● **Task brief**:
Produce a faithful copy of the data, one that leaves out the pictures.

===== Data =====

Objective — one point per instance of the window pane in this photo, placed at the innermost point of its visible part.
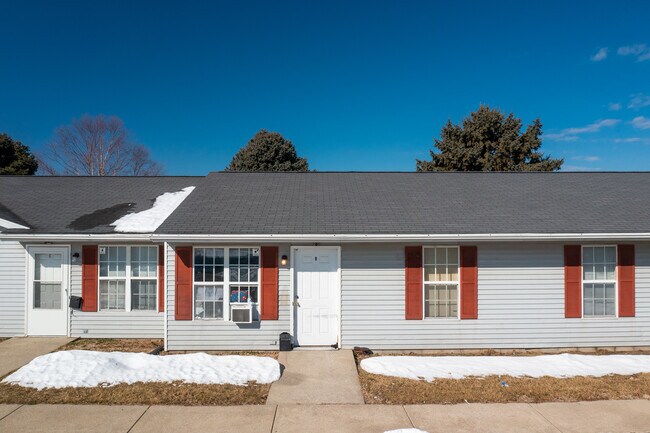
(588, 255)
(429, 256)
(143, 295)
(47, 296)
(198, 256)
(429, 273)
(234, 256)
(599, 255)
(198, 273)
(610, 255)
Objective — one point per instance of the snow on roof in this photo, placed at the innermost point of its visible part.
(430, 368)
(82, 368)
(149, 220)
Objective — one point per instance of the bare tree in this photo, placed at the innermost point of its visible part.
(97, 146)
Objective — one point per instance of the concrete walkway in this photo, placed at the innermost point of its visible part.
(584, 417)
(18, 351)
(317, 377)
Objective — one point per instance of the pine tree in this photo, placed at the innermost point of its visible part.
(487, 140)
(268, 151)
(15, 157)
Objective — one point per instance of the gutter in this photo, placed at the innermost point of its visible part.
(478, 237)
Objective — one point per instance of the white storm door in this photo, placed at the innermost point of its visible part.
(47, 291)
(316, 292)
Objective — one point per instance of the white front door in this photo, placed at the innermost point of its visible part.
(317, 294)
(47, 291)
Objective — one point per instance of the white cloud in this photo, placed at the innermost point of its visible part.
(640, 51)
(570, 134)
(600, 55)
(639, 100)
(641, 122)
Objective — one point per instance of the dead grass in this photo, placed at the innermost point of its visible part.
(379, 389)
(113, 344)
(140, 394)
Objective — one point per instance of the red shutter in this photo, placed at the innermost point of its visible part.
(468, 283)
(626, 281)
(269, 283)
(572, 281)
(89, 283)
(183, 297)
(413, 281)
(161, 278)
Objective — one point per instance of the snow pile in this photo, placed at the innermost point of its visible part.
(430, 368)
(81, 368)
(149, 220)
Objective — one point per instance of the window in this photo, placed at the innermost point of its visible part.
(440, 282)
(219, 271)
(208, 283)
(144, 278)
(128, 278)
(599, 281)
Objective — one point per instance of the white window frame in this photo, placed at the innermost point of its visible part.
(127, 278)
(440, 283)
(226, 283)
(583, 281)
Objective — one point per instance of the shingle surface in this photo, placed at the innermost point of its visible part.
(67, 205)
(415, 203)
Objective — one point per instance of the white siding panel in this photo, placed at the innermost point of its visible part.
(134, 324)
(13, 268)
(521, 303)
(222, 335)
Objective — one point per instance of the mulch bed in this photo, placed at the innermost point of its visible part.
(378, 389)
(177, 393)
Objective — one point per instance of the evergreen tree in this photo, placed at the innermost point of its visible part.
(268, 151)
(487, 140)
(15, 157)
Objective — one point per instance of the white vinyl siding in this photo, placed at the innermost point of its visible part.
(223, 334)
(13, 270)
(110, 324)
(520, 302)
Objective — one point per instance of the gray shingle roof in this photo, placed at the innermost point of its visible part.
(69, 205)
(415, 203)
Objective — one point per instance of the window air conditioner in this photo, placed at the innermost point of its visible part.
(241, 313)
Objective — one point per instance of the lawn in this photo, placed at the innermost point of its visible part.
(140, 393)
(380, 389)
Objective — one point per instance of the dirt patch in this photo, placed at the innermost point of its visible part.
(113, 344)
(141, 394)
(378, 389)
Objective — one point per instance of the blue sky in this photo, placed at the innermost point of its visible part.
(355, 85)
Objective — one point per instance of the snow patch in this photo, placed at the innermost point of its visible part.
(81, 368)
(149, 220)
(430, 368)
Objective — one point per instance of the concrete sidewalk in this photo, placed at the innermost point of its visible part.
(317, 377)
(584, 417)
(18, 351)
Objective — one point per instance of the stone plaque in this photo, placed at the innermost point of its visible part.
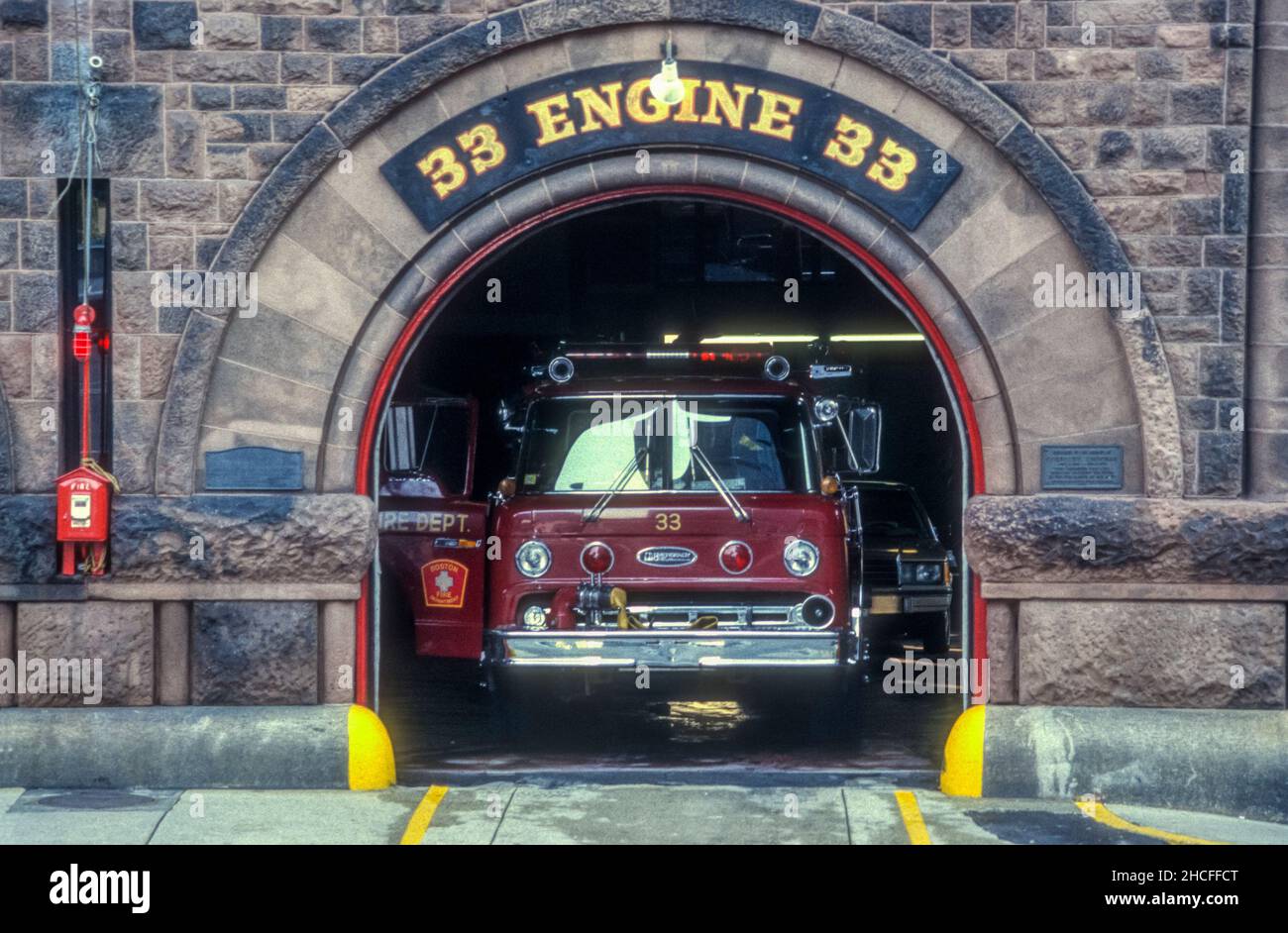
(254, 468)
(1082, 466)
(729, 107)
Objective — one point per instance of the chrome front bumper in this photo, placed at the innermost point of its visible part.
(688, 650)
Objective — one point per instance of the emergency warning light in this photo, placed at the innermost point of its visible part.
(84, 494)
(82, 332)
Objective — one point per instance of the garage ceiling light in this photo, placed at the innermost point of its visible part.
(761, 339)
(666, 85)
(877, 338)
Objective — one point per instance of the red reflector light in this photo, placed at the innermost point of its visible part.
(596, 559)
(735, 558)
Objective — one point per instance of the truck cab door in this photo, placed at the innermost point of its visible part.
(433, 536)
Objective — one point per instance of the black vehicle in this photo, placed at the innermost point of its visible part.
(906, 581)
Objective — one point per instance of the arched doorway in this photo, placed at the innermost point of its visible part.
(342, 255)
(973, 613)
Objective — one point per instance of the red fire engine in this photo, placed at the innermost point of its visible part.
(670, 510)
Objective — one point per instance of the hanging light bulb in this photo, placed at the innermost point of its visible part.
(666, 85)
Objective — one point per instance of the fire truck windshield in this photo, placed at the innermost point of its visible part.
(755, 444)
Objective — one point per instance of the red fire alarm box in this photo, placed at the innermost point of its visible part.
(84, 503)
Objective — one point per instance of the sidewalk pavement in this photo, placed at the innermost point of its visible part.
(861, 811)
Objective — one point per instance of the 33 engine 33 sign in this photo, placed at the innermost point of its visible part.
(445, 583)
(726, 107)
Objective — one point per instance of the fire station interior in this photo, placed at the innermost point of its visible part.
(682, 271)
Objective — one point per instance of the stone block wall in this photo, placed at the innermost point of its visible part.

=====

● **Your response**:
Objective — one point per instance of the window pane in this photo, placed at the innermost point of its visible part.
(588, 255)
(429, 256)
(143, 295)
(47, 296)
(198, 256)
(429, 273)
(234, 256)
(599, 255)
(198, 273)
(610, 255)
Objective — one point per instance of the snow on roof in this photo, placed at the innermost point of its visible part.
(430, 368)
(82, 368)
(149, 220)
Objective — one point per instance of the bare tree in this photo, placed at the innermost point of its visible part.
(97, 146)
Objective — one point per instance of the concrete walkway in this photo, placed at the innermost point of its visible part.
(584, 417)
(18, 351)
(317, 377)
Objective — one point per instance of the pine tree in this photo, placed at the innermost point of its visible part.
(487, 140)
(268, 151)
(15, 157)
Objective — one point per instance of the gutter in this photo, placed at the innermost point of its visible part.
(478, 237)
Objective — one point per instance of the white storm door in this photo, placed at the innermost point of its visible part.
(47, 291)
(316, 292)
Objective — one point per instance of the white front door in this photo, placed at the innermost point of its visible part.
(317, 294)
(47, 291)
Objective — one point per instance of the white cloud in this photo, placed at the innermost point of its visible part.
(640, 51)
(570, 134)
(600, 55)
(639, 100)
(641, 122)
Objective — one point per instance of the dead grass in this photo, placed at the innermost point of its visible part.
(379, 389)
(113, 344)
(140, 394)
Objective — one point per instance of the red shutter in this photo, placed at the innermost point of its visible part.
(468, 283)
(626, 281)
(269, 283)
(572, 281)
(89, 283)
(183, 297)
(413, 281)
(161, 278)
Objective — one point per instance of the snow pile in this photo, placed at the innermost point of its visible part.
(430, 368)
(81, 368)
(149, 220)
Objective — one point per instance of the window in this photo, placed at the innermost point of its visible part.
(440, 282)
(219, 271)
(208, 283)
(144, 278)
(128, 278)
(599, 281)
Objective — one point per instance of the white window frame in this photo, placed at the innermost point of its visible part.
(127, 278)
(440, 283)
(226, 283)
(583, 281)
Objective — one point per instance of the shingle surface in this photo, placed at the innermost point of its visible part.
(67, 205)
(415, 203)
Objective — one point per instance of the white siding panel in this photo, placed at the innermost point of its visible part.
(134, 324)
(13, 268)
(521, 303)
(222, 335)
Objective — one point per instance of the mulch bed in this photo, placed at the innermost point of its visible part.
(378, 389)
(177, 393)
Objective — one point per instance of the evergreen tree in this photo, placed at the innermost point of its visible part.
(268, 151)
(487, 140)
(15, 157)
Objective — one point per instance of the white vinyl siding in this photo, placed at the innermost point of its visible part.
(223, 334)
(13, 270)
(110, 324)
(520, 302)
Objective — one point per instance of the gray shingle roof in this photo, placed at the innermost point of its visible part.
(69, 205)
(415, 203)
Objective — one point per instance of the window air conditioner in this photo, placed at the innermost point of its visible part.
(241, 313)
Objective — one point per instance of the lawn in this photo, placed at the innermost point of its visible part.
(140, 393)
(380, 389)
Objective — one point per instance of the dirt patch in this photo, placed at the innermost point of its visible part.
(113, 344)
(141, 394)
(378, 389)
Objective — one point per instance of the blue sky in this photo, placed at the innermost point of its visible part.
(355, 85)
Objective — one point per instance of the snow patch in this photo, placed at the innermost point of its visible part.
(81, 368)
(149, 220)
(430, 368)
Objective — one point per instance of the concrete sidewalk in this photo, placed at the innermost point of its visible part.
(317, 377)
(584, 417)
(18, 351)
Objective — one point per instance of the stone plaque in this photo, placed at the innermost point of its visible part.
(254, 468)
(1082, 466)
(729, 107)
Objective — one point per instance of the chrome front bumper in this photo, placed at the innermost point of its visible part.
(688, 650)
Objective — one point per instance of the emergency warning light in this photo, placed at the innermost point of its visible part.
(84, 494)
(82, 332)
Objective — one point per instance of the garage ceiling light in this photo, placed at the innermost point of its visible part.
(761, 339)
(666, 85)
(877, 338)
Objective — one point per instance of the red reflector light in this photo, placed at the innermost point of its visible part.
(596, 559)
(735, 558)
Objective — one point per instance of the truck cab door in this photo, placed at the innermost point of its visible part.
(433, 536)
Objective — one point per instance of the black vehicle in this photo, placed at the innermost point of its visible part.
(906, 581)
Objective — one point per instance of the arched doorway in this photo, placed at the innermost point of its visible part.
(342, 255)
(973, 613)
Objective — one point per instance of the red fire engine in this photo, placed at the innermost point of its visible part.
(670, 510)
Objective — one point per instance of the hanging light bulb in this photo, placed at the innermost point of its visible part.
(666, 85)
Objective — one point per instance of the fire truck windshield in this photo, placed at the innermost point of its visible part.
(755, 444)
Objective — one point per instance of the red fire alarm box in this photo, placed at the innermost point of its visible part.
(84, 503)
Objective — one point per instance of the sidewalk pavement in this photo, placed at the innermost point of its visible part.
(861, 811)
Objective — one point per instance of the 33 engine 33 sign in this photo, placed at the innermost point of its visible part.
(445, 583)
(726, 107)
Objective — one point per instance of the fire station interior in this photo, placed at the innermost point of its visible part.
(682, 271)
Objective — one point per instance of the stone block wall in this photo, placed at the innermost point of its visible part.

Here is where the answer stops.